:: Extracted records
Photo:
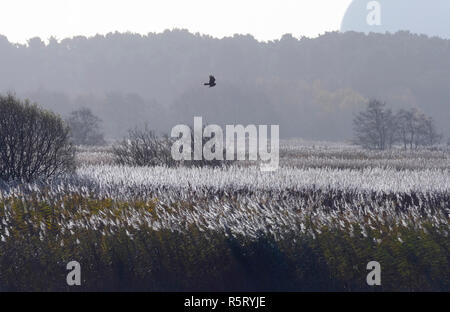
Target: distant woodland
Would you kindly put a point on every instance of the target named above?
(312, 88)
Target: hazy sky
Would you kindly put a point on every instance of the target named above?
(264, 19)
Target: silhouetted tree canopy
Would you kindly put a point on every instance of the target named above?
(311, 87)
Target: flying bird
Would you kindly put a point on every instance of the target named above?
(212, 81)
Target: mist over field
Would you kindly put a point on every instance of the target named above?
(143, 162)
(310, 87)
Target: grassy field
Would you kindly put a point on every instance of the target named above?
(312, 225)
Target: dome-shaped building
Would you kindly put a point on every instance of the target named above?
(427, 17)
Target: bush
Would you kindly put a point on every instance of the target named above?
(34, 143)
(85, 128)
(143, 147)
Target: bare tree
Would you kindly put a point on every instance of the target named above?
(34, 143)
(428, 133)
(416, 129)
(85, 127)
(375, 127)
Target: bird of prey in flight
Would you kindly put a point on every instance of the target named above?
(212, 81)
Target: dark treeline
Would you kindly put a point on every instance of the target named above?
(311, 87)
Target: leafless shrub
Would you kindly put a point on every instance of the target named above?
(34, 143)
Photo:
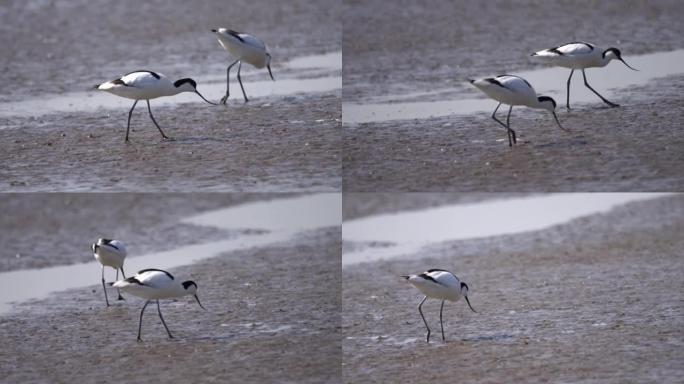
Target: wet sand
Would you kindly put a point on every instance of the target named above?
(36, 229)
(596, 299)
(634, 147)
(274, 143)
(260, 313)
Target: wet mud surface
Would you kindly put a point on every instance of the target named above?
(260, 313)
(415, 47)
(598, 298)
(256, 147)
(435, 46)
(358, 205)
(283, 143)
(632, 148)
(44, 230)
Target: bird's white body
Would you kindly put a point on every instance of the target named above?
(153, 284)
(437, 284)
(244, 47)
(576, 55)
(109, 253)
(143, 85)
(509, 89)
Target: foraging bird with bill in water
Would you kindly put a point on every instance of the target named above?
(155, 284)
(110, 253)
(438, 284)
(581, 55)
(147, 85)
(514, 90)
(243, 47)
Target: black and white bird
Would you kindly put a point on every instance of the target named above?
(514, 90)
(110, 253)
(154, 284)
(146, 85)
(580, 55)
(438, 284)
(243, 47)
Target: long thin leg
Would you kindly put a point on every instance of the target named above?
(567, 103)
(155, 121)
(240, 81)
(103, 287)
(508, 125)
(502, 124)
(128, 126)
(440, 320)
(225, 98)
(163, 322)
(421, 315)
(140, 323)
(117, 279)
(597, 94)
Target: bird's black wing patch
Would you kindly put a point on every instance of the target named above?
(156, 270)
(555, 50)
(235, 34)
(526, 82)
(494, 81)
(591, 47)
(154, 74)
(428, 277)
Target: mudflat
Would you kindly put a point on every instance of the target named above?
(427, 51)
(598, 298)
(272, 143)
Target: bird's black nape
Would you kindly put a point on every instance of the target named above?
(187, 284)
(614, 50)
(546, 98)
(180, 82)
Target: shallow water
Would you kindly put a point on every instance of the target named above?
(276, 220)
(407, 232)
(608, 81)
(211, 87)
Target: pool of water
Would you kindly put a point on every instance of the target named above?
(405, 233)
(608, 81)
(278, 220)
(211, 87)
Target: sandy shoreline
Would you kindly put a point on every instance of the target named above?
(260, 313)
(420, 48)
(591, 299)
(271, 144)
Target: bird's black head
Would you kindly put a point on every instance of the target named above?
(615, 52)
(179, 83)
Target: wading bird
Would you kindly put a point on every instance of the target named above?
(154, 284)
(243, 47)
(110, 253)
(438, 284)
(581, 55)
(146, 85)
(513, 90)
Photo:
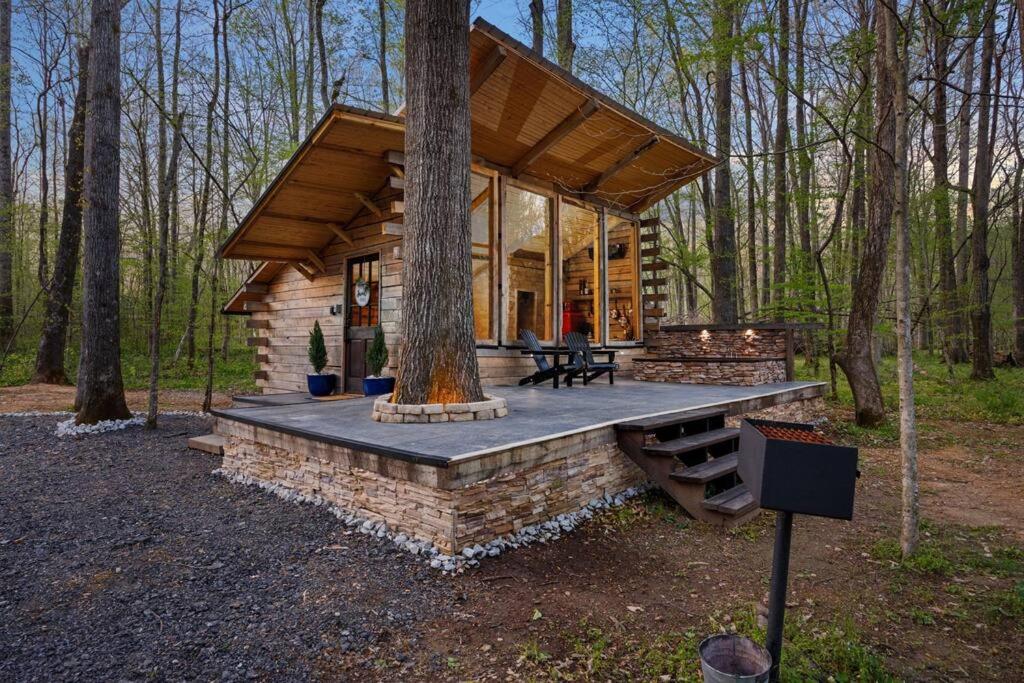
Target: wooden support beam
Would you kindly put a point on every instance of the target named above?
(487, 69)
(615, 168)
(369, 203)
(316, 260)
(480, 199)
(342, 235)
(555, 135)
(301, 268)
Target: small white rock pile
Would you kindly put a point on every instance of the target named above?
(469, 557)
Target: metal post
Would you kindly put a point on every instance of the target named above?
(776, 595)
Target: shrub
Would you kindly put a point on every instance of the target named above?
(377, 353)
(317, 350)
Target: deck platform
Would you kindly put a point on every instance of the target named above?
(457, 484)
(536, 414)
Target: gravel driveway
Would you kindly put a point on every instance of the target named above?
(123, 557)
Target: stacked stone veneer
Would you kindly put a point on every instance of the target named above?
(385, 411)
(739, 356)
(465, 504)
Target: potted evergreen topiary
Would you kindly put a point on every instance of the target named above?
(375, 384)
(320, 384)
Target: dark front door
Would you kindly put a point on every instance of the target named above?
(361, 317)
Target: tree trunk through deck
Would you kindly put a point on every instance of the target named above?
(6, 181)
(53, 341)
(437, 361)
(100, 389)
(857, 360)
(723, 256)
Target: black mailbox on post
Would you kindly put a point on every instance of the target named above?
(787, 466)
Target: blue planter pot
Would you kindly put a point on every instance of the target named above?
(322, 385)
(374, 386)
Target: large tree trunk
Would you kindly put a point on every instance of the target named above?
(563, 25)
(53, 342)
(6, 181)
(437, 363)
(781, 142)
(896, 62)
(752, 211)
(382, 55)
(537, 23)
(940, 166)
(100, 390)
(981, 313)
(857, 359)
(723, 256)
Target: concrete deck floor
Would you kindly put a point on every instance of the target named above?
(536, 414)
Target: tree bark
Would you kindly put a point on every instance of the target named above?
(981, 313)
(6, 181)
(897, 65)
(537, 24)
(53, 342)
(563, 25)
(382, 54)
(857, 358)
(781, 142)
(437, 361)
(723, 257)
(940, 165)
(100, 389)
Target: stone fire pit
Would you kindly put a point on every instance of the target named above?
(492, 408)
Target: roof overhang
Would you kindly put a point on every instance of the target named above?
(530, 120)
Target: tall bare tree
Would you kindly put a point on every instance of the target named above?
(857, 359)
(537, 25)
(6, 181)
(53, 341)
(981, 307)
(437, 361)
(100, 389)
(723, 257)
(565, 45)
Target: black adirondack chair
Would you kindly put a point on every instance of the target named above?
(545, 370)
(590, 369)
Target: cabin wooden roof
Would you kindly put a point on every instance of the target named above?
(530, 120)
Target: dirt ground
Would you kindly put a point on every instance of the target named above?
(48, 397)
(630, 595)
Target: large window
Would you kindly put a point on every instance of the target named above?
(527, 237)
(580, 237)
(484, 244)
(624, 281)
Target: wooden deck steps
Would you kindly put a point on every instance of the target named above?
(208, 443)
(691, 455)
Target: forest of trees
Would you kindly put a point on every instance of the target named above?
(855, 131)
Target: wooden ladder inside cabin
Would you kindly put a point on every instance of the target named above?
(692, 457)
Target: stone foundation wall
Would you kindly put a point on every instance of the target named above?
(740, 373)
(553, 478)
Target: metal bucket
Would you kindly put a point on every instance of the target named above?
(732, 658)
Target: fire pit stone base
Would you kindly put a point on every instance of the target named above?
(489, 409)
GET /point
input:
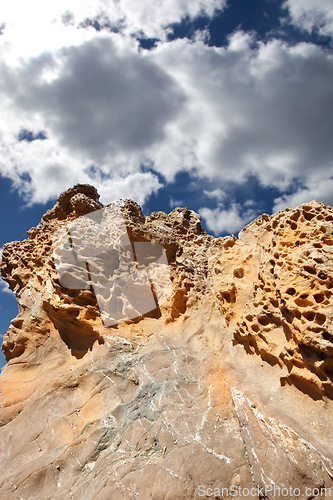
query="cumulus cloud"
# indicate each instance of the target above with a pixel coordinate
(96, 108)
(319, 190)
(312, 15)
(221, 220)
(142, 18)
(263, 110)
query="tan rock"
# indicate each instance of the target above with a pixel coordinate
(226, 385)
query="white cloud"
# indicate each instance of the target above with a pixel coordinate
(312, 14)
(320, 191)
(47, 20)
(4, 287)
(231, 220)
(264, 110)
(218, 194)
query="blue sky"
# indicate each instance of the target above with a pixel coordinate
(225, 107)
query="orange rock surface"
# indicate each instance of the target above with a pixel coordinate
(226, 385)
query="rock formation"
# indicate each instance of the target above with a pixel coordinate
(223, 389)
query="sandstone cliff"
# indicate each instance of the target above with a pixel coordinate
(224, 386)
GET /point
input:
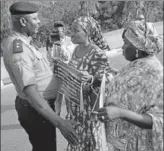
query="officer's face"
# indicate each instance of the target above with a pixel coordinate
(32, 24)
(59, 30)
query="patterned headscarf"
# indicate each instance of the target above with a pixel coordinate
(93, 29)
(143, 37)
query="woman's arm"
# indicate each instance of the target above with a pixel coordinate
(140, 120)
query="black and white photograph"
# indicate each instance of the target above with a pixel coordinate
(81, 75)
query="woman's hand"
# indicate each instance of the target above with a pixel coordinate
(110, 112)
(86, 77)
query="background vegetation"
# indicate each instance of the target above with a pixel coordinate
(111, 15)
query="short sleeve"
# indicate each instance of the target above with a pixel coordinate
(22, 70)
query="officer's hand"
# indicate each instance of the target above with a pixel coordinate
(86, 77)
(67, 130)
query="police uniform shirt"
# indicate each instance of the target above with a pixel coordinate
(27, 66)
::::
Within the records above, find every line holding the word "wooden" and give the total as a bare number.

4